WHAT YOU NEED TO DO:
1. Rewrite the article on NYPD sealed arrest records from "The flouting of" up to and including "on the case.", replacing "regime" with "system".
2. Answer these questions from the article on NYPD sealed arrest records:
(a) Which organization brought the legal action against New York City and the NYPD?
(b) In what year was Eric Garner killed by police?
(c) What name does Niji Jain give to the cycle in which bad arrests lead to more bad arrests?
3. Continue the article on NYPD sealed arrest records from its last sentence.

PAGE:
(begin)

The New York Police Department has been training its officers to break a long-standing law that bars police from snooping in the sealed arrest records of millions of innocent people, according to court papers filed in a lawsuit last week.
The news comes in a class-action lawsuit concerning the police department’s practice of flouting a state law designed to protect people from discrimination, harassment, and further legal consequences over old arrests that didn’t result in a conviction. The Bronx Defenders, a public defense organization, brought the legal action against New York City and the NYPD.
Defense lawyers in New York say they regularly find NYPD printouts of their clients’ old sealed arrests in prosecutors’ paperwork, and police sources often leak the sealed arrest histories of people killed by police and political enemies to the media. The leak of Eric Garner’s sealed arrest history after he was killed by police in 2014, for example, is now the subject of a judicial inquiry.
The flouting of the records law results in the perpetuation of a racist regime of harassment in which bad arrests lead to more bad arrests, a “garbage-in, garbage-out” cycle, said Niji Jain, a lawyer with the Bronx Defenders’ impact litigation practice and one of the attorneys on the case.
“In poor communities of color, people are overpoliced, and bad arrests happen for low-level things that ultimately aren’t proven or that DAs don’t want to prosecute.”
“In poor communities of color, people are overpoliced, and bad arrests happen for low-level things that ultimately aren’t proven or that DAs don’t want to prosecute,” Jain said. “If someone has arrests like that, and the NYPD is continuing to target, surveil, and harass that person on the basis of all of those bad arrests from before, that’s not helping any sort of public interest. It’s just re-victimizing that person.”

(end)

RECORDED DATA:
(begin)

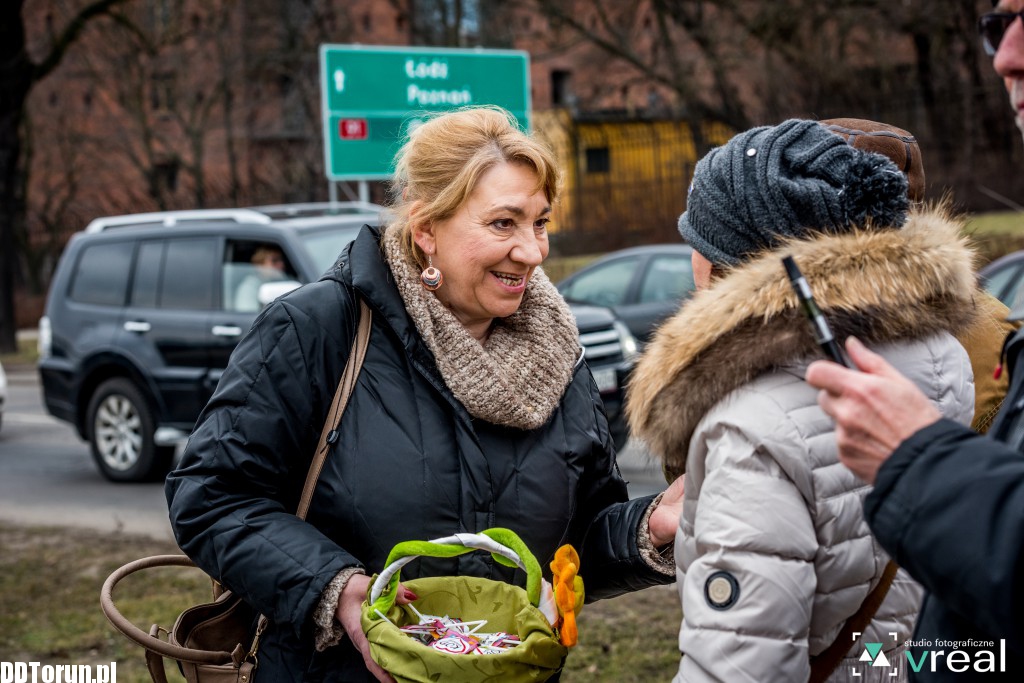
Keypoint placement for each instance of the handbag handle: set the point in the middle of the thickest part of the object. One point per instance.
(504, 545)
(328, 436)
(133, 633)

(end)

OUTPUTS BY TASK:
1.
The flouting of the records law results in the perpetuation of a racist system of harassment in which bad arrests lead to more bad arrests, a “garbage-in, garbage-out” cycle, said Niji Jain, a lawyer with the Bronx Defenders’ impact litigation practice and one of the attorneys on the case.

2.
(a) The Bronx Defenders, a public defense organization.
(b) 2014.
(c) A "garbage-in, garbage-out" cycle.

3.
Despite the law, the NYPD still uses sealed arrests to conduct investigations and make cases, the lawyers say, and even uses photographs from sealed arrests in virtual line-ups to identify suspects. In a motion filed last week, the public defense lawyers included redacted quotes from a training document they said shows that the police department goes so far as to teach its own officers to access sealed arrest records. The NYPD and the city have mounted a legal fight to keep most of the document secret, away from the public eye.
The stakes have only grown since the privacy law was passed nearly 50 years ago. As arrest records have become digitized and the NYPD’s use of dozens of interconnecting databases puts records at every officer’s fingertips through a few clicks on a smartphone app, the potential for abuse has grown exponentially. The NYPD has conceded that officers have access through at least 14 databases to some 6 million sealed arrests, affecting at least 3.5 million people.
In 1976, when the law passed, it was hailed by state lawmakers from across the political spectrum as a necessary and overdue measure to uphold the presumption of innocence. “No individual should suffer adverse consequences merely on the basis of an accusation, unless the charges were ultimately sustained in a court of law,” then-Gov. Hugh Carey wrote when he signed the law.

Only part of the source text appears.